Instructions for the task: Write out the material from its first line through the line with "positive clicks: (434, 320)", swapping "rough mask" for "coarse mask" and leaving everything else as it is.

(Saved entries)
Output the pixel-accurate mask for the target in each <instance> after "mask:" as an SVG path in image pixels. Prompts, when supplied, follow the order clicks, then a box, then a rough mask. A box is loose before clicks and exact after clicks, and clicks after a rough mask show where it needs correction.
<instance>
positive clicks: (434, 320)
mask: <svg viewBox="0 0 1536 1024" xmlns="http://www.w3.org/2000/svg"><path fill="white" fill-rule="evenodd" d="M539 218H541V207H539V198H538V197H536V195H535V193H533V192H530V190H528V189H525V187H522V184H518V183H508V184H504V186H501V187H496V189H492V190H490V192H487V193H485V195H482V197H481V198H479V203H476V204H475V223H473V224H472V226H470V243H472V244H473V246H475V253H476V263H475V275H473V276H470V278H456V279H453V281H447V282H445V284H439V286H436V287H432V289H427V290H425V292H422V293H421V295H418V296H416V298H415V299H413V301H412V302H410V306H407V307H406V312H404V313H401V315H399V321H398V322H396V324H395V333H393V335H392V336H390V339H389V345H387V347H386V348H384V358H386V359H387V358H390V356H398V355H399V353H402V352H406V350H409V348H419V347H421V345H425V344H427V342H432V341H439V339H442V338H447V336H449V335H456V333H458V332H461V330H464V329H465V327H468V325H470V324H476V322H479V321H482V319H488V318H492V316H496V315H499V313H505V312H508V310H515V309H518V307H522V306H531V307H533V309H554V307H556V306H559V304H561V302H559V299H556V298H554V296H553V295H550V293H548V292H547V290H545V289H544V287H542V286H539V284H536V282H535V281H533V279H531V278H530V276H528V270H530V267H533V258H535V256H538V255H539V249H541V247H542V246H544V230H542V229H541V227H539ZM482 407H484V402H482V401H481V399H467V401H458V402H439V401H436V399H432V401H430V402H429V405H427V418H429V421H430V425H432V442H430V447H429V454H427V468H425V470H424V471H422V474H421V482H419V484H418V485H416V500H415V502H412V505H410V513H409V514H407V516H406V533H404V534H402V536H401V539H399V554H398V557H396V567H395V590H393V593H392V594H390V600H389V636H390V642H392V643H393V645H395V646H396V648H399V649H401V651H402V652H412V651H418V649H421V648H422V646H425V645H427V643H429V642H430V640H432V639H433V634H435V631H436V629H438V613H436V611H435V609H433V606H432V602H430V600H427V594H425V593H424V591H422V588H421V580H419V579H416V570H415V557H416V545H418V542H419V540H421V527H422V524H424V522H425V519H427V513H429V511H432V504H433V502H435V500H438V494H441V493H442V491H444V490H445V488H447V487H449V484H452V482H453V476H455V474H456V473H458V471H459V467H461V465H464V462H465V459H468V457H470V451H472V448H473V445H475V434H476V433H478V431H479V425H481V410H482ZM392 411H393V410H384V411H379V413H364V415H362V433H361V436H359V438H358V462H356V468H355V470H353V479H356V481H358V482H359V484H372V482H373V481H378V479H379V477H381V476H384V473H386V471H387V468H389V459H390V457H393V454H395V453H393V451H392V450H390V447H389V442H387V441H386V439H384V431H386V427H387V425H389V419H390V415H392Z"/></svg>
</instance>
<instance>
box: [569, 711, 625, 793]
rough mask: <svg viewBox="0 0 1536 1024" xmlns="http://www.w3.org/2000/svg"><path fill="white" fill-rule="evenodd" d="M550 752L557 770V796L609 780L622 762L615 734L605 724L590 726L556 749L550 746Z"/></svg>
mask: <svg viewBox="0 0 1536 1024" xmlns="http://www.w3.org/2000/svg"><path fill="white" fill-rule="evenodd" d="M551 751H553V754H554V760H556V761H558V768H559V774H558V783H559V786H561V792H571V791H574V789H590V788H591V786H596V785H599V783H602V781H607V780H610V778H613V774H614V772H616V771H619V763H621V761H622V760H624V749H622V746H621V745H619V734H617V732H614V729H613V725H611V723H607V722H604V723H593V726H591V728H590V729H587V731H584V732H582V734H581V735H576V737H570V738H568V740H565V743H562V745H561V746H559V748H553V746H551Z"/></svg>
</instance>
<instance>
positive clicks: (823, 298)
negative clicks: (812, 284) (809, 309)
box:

Output:
Output the pixel-accurate mask for the target in each <instance> after "mask:" as an SVG path in image pixels. Prompts, when supplied, follow the order clicks, then a box, then a coarse mask. A box is loose before clicks and exact after clicks, and clicks after a coarse mask show where it needs correction.
<instance>
positive clicks: (434, 320)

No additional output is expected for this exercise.